▶ STATED EXERCISE
Set down the line that contains "like [689, 595]." and every line after it to the end of the entries, exactly as they stand and nothing more.

▼▼▼

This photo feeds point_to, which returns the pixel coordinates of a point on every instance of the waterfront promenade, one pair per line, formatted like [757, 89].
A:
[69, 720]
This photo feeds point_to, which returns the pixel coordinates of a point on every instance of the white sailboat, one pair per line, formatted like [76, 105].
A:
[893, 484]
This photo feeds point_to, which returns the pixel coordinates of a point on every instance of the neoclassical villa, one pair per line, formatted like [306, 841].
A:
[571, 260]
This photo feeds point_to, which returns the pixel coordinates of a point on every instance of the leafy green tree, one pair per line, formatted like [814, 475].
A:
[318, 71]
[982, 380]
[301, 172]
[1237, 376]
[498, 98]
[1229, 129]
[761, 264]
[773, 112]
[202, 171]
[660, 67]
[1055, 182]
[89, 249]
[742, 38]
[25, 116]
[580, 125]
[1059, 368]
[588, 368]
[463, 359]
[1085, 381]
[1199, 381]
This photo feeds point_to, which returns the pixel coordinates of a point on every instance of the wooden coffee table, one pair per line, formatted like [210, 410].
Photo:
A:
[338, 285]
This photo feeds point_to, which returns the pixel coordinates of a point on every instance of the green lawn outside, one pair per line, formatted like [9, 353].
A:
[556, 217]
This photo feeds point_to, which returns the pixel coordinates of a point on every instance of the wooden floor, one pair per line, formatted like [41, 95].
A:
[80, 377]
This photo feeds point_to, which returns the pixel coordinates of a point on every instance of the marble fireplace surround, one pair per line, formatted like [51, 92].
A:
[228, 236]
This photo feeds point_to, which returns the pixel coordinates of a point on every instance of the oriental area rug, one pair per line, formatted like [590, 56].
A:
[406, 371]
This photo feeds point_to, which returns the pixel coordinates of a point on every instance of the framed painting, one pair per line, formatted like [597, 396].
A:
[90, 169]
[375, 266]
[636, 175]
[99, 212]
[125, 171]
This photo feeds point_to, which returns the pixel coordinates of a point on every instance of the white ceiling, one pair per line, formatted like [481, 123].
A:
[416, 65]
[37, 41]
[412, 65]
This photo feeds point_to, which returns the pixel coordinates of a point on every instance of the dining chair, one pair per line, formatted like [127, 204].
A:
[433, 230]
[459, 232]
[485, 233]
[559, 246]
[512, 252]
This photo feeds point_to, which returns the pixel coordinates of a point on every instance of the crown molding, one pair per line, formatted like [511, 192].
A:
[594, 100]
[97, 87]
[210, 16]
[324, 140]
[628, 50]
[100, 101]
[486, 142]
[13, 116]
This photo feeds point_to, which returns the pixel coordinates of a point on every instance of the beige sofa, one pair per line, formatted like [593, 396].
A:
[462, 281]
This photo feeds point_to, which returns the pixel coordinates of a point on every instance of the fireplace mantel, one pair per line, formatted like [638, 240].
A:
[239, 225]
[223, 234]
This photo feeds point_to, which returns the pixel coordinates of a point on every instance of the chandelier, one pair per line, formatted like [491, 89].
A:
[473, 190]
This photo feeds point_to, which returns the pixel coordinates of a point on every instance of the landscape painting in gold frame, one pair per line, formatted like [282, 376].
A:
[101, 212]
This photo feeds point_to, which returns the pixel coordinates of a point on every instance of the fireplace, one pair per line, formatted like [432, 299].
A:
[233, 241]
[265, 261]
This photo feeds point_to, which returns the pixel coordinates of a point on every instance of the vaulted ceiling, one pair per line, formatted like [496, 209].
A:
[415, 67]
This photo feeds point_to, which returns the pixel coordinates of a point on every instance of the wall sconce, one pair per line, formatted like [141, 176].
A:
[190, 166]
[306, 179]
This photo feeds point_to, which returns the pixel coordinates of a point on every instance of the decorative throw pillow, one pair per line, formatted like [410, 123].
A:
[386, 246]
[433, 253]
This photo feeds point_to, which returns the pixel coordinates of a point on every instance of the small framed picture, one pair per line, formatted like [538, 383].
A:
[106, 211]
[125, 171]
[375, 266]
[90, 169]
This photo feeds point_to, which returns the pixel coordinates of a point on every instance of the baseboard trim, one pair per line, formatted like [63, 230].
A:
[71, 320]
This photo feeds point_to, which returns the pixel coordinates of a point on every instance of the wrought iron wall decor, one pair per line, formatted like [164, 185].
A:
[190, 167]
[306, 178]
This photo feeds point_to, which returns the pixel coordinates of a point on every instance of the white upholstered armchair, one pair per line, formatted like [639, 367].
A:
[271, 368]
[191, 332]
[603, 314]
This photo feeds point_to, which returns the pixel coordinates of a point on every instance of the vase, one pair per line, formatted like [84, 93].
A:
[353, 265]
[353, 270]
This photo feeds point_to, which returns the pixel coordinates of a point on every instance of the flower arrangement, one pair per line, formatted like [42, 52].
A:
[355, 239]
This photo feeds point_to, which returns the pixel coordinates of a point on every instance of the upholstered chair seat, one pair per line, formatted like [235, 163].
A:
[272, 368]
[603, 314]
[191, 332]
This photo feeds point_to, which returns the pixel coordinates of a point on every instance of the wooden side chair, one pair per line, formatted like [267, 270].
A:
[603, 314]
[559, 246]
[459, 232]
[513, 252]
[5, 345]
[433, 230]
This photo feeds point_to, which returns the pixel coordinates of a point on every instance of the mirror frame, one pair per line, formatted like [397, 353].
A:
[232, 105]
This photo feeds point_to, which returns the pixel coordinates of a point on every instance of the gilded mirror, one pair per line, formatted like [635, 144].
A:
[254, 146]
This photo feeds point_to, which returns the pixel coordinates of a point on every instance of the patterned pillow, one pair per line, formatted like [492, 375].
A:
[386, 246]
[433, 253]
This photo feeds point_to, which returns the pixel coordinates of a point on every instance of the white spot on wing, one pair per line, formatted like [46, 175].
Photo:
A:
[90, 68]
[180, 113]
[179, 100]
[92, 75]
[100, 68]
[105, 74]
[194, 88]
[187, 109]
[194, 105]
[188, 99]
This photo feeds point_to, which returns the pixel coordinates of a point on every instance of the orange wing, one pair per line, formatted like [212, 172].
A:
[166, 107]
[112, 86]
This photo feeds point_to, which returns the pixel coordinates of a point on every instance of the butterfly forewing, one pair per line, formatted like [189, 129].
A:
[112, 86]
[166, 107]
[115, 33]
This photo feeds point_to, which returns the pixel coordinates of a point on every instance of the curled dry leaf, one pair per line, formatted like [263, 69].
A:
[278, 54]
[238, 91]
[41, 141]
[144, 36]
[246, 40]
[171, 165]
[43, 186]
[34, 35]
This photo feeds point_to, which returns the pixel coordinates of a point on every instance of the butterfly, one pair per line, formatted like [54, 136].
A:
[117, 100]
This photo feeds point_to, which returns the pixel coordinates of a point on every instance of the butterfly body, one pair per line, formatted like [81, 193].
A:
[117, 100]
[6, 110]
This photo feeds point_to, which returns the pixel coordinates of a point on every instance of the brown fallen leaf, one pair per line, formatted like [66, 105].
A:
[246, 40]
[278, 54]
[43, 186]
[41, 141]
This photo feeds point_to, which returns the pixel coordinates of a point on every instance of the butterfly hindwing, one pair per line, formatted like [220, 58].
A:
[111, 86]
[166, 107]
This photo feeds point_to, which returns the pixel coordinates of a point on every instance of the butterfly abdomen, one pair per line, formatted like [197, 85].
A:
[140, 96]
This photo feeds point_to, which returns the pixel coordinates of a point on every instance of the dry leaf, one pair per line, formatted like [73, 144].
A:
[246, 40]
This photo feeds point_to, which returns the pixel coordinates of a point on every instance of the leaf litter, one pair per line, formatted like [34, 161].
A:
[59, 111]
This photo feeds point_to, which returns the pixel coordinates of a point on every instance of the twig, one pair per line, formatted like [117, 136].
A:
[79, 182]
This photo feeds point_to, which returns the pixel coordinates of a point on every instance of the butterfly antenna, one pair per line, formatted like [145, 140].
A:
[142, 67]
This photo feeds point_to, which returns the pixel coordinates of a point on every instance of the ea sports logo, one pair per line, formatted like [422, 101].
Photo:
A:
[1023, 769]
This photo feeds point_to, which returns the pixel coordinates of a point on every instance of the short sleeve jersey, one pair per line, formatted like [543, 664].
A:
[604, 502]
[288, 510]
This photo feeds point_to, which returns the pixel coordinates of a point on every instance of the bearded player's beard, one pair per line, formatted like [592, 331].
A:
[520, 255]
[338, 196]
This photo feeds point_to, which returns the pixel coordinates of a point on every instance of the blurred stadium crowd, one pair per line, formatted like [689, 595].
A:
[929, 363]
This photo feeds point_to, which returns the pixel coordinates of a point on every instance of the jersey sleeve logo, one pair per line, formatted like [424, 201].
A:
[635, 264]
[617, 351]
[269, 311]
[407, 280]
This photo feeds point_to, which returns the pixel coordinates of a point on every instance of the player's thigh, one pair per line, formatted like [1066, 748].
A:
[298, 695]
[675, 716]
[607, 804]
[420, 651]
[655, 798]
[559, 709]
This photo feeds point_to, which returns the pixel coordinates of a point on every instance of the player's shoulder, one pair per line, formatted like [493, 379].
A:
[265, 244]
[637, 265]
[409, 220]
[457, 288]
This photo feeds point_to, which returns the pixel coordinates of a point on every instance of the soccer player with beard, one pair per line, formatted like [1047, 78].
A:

▲▲▲

▶ THE RESULT
This photo feeds point_to, which returns the pixel coordinates of a point on every instance of the blurred stadium crowd, one pair per line, formatted like [689, 595].
A:
[929, 363]
This photo feeds point_to, which returns the pixel coordinates of a point on every instance of the jersey sleeve logo, one pair per line, formatted like [424, 201].
A:
[635, 264]
[617, 351]
[269, 311]
[407, 280]
This photo feeds point_to, which returns the pixel coordinates of a point on every instance of the player's thigh, one pair per line, formatted like [1066, 748].
A:
[298, 695]
[675, 716]
[607, 804]
[420, 651]
[655, 798]
[559, 709]
This photo feeds point_to, which returns the pixel coordinates of a point on every instance of the player's shoulder, one pair per line, formatted like [493, 379].
A:
[265, 244]
[637, 265]
[409, 220]
[457, 288]
This photo feeds point_to, which returns the pixel coordinates of a point on every instance of the soccer player with beard, one pair per line, formatted like [1047, 78].
A:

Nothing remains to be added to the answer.